STATED GOAL: Which lines in the records below contain the word "instance"? Copy each of them, and treat uppercase and lowercase as different.

DATA ROWS:
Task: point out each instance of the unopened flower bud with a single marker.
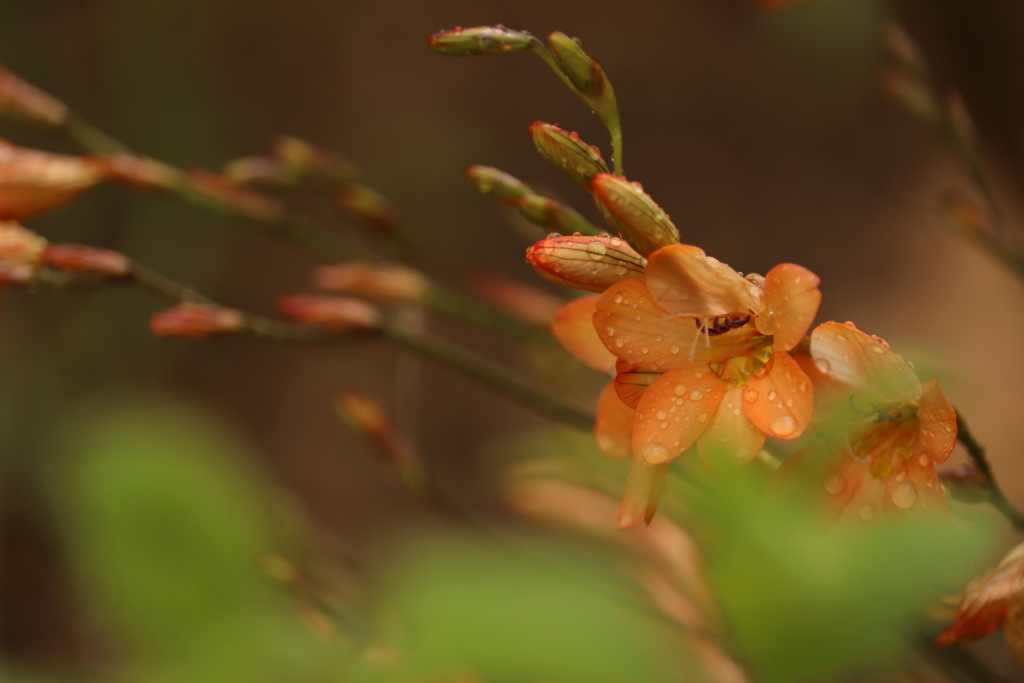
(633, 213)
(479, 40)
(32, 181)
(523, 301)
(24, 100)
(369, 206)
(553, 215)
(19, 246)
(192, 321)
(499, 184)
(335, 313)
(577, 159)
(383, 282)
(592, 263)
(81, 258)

==

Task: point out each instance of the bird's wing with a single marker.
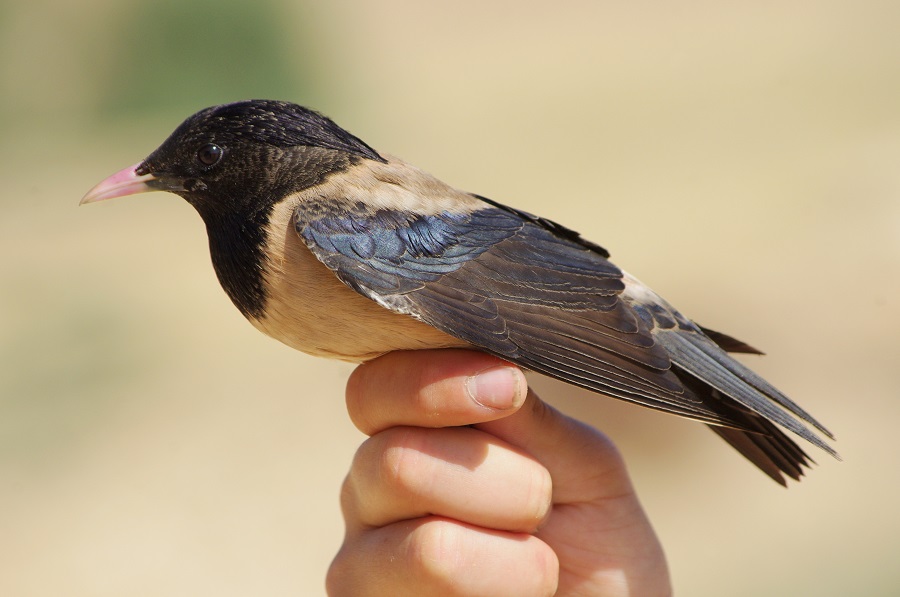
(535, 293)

TASK OUTPUT:
Task: point out each instance of the unopened flower bud with a single marker.
Task: point out each instance of the bird's wing with a single marker.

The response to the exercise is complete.